··· GIVEN ENTRIES

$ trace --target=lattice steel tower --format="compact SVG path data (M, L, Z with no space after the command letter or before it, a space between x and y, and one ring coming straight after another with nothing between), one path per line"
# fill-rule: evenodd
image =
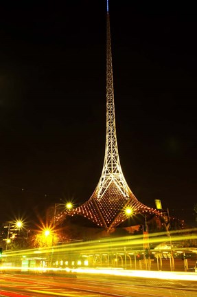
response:
M123 175L117 142L113 79L111 41L108 1L106 13L106 131L105 157L99 183L91 198L69 212L80 214L108 231L128 219L126 210L132 215L158 213L139 202L128 186ZM65 213L68 214L68 213Z

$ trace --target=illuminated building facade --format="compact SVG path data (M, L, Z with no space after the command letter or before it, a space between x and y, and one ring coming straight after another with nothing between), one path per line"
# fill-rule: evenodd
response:
M120 165L116 135L111 41L108 2L106 13L106 131L105 157L98 184L91 198L69 215L82 215L97 226L111 231L128 216L159 214L139 202L127 184ZM62 213L61 220L68 214Z

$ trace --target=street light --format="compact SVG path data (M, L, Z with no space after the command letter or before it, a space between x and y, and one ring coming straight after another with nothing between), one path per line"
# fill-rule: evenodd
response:
M8 222L8 233L7 233L7 239L6 239L6 248L5 250L8 250L8 244L11 243L10 234L12 235L12 239L14 239L16 236L16 234L13 232L16 230L20 230L20 229L23 227L23 221L21 220L17 221L10 221ZM4 227L5 228L5 227ZM12 229L11 229L12 228Z
M59 206L64 206L64 208L67 210L67 211L70 211L73 207L73 205L71 202L67 202L67 203L60 203L60 204L55 204L54 206L54 219L53 219L53 223L54 223L54 232L53 232L53 236L52 236L52 246L54 245L54 231L56 229L56 209L57 208L58 208Z

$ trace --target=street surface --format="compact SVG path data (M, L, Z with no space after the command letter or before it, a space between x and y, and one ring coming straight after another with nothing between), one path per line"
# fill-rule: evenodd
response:
M112 276L1 274L0 296L197 297L195 281Z

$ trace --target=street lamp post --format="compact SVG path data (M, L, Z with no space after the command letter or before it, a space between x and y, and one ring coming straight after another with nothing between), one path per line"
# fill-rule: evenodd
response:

······

REQUIRED WORK: Reproduce each record from above exactly; pictures do not belong in the copy.

SOLVED EXERCISE:
$ trace --target=lattice steel tower --format="compact SVG path data (M, L, Z with no space after the command letter or before it, a space between x and y, and one ring coming straight after another with nothing between), one path per line"
# fill-rule: evenodd
image =
response:
M123 175L117 142L113 79L111 41L108 1L106 13L106 131L105 157L99 183L91 198L69 212L80 214L108 231L128 219L126 210L132 215L158 213L139 202L128 186ZM65 213L68 214L68 213Z

$ trace --target=illuminated building facade --format="compact SVG path data (M, L, Z with no space after the command letter or before it, a space between x and y, and one ring coming straight after another with nothing between), one path per line"
# fill-rule: evenodd
response:
M120 165L116 135L111 41L108 2L106 13L106 131L105 157L98 184L91 198L69 215L82 215L97 226L111 231L128 216L159 214L139 202L127 184ZM62 213L61 220L68 214Z

$ trace --target=street light --format="compact SVG path data (M, L, Z with no space after the command letter or before it, a space between x and y, and one ring coming straight after another with nothing between), one path per line"
# fill-rule: evenodd
response:
M8 222L8 233L7 233L7 239L6 239L6 248L5 250L8 250L8 244L11 243L10 234L12 235L12 239L14 239L16 236L16 234L13 232L16 230L20 230L20 229L23 227L23 221L21 220L17 221L10 221ZM4 227L5 228L5 227ZM12 229L11 229L12 228Z
M59 206L64 206L64 208L67 210L67 211L70 211L73 207L73 205L71 202L67 202L67 203L60 203L60 204L55 204L54 206L54 219L53 219L53 223L54 223L54 232L53 232L53 236L52 236L52 246L54 245L54 231L56 229L56 209L57 208L58 208Z

$ trace --target=street surface --format="compact SVG path data (M, L, Z with no space after the command letter or before it, a space between x and y, and one ring coming straight after another with nothing between), one path per line"
# fill-rule: evenodd
response:
M112 276L1 274L0 296L197 297L195 281Z

$ trace --target=street lamp post --format="compact SVG path data (M, L, Z with no space after the command letter or before it, a space between x and y, and one ring coming straight after another with nothing between), one path per line"
# fill-rule: evenodd
response:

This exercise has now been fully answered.